WORK ITEM: In the news report below, condense the paragraph beginning "Members of Lincoln Park High School's governing body" into one sentence that keeps its main facts.

PASSAGE:

Members of Lincoln Park High School’s governing body say they want to meet with Mayor Lori Lightfoot and schools chief Janice Jackson in an effort to reinstate their campus administration. This comes nearly a week after the removal, and subsequent termination, of the school’s interim principal and assistant principal and the transfer of a dean.
The administrative changes, which Local School Council members said happened abruptly and without enough transparency from the district, happened during a multi-part investigation into sexual misconduct at the school.
A Chicago Public Schools spokesman said a meeting between council members and district leadership is set for Tuesday.
Speaking Friday afternoon to reporters, the mayor called the Lincoln Park cases “horrifying” and said that it was “absolutely necessary that (the district) act and act definitively.” She said she’s also willing to meet with council members.
“There’s a lot of things that were going on that involve student-on-student, that involve adult-on-student, and there’s serious questions about whether or not the administration that was there acted in a responsible way,” said Lightfoot. “Obviously we’ve got to have some sensitivities around the privacy interests of the students, and their parents have expressed that quite clearly. There are also ongoing investigations and I want to make sure that those are independent and done the right way, but I’m happy to sit down with them.”

DATA LISTING:
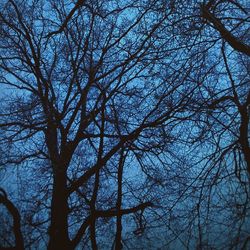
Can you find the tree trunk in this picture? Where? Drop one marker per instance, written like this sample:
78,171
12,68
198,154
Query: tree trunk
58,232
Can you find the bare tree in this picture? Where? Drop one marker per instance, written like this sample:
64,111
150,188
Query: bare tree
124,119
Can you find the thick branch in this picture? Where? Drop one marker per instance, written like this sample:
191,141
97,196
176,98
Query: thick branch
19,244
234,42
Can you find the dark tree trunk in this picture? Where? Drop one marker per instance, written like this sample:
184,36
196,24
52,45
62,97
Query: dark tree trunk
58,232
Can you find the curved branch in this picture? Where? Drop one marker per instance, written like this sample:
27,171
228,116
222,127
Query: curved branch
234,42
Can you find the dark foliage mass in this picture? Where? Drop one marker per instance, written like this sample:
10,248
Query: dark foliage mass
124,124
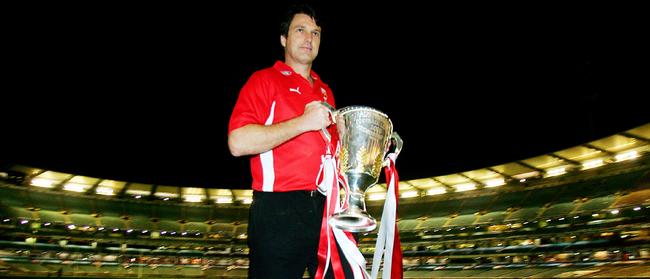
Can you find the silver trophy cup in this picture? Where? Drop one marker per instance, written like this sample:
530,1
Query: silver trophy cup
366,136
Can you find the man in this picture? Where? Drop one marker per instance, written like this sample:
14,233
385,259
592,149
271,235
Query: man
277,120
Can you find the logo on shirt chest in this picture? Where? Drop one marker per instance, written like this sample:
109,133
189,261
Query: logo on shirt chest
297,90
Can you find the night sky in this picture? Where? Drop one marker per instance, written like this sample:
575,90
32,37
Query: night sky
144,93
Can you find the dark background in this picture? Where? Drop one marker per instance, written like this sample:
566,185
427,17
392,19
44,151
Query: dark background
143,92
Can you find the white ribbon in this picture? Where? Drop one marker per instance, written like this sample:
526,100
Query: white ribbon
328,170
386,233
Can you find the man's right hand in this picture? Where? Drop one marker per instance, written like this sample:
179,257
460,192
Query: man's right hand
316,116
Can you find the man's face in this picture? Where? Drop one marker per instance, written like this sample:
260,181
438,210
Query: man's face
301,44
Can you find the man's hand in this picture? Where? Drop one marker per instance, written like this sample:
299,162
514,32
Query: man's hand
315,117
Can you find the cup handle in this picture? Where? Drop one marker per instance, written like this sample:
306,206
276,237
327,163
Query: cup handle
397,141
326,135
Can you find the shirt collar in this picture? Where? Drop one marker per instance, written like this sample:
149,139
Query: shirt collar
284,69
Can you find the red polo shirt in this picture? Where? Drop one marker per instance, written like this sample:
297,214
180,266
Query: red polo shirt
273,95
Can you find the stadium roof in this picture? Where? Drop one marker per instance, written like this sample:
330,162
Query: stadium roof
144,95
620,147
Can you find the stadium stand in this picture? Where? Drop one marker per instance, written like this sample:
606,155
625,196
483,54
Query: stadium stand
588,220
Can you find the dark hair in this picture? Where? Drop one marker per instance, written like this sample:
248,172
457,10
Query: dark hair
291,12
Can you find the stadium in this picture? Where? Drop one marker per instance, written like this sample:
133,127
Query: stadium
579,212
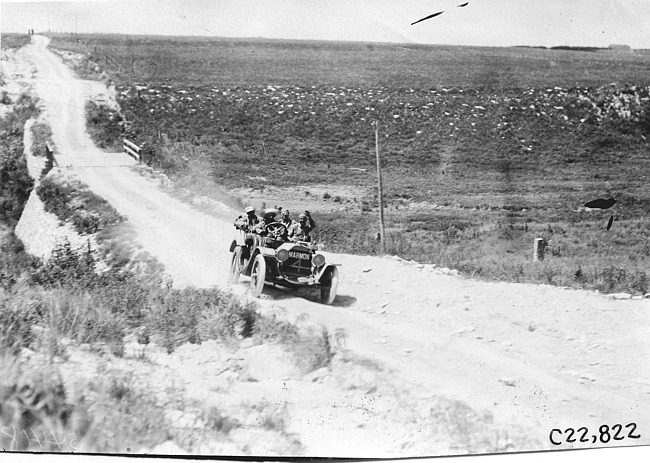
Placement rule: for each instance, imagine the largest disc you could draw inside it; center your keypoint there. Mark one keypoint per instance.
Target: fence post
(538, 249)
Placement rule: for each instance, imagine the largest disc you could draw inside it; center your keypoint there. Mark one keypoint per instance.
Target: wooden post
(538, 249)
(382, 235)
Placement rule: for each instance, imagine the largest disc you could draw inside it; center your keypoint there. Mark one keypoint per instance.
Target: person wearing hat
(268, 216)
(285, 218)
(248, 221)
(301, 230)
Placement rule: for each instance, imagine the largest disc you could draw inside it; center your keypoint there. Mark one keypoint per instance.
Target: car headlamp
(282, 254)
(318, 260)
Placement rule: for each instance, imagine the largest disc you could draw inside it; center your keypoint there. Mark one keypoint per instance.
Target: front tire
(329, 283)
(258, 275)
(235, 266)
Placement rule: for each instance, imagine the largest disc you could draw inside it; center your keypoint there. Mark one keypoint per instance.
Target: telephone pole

ANSWER BOX: Nearly a week after the school's interim principal and assistant principal were removed and then fired and a dean was transferred, members of Lincoln Park High School's governing body want to meet with Mayor Lori Lightfoot and schools chief Janice Jackson to get the campus administration reinstated.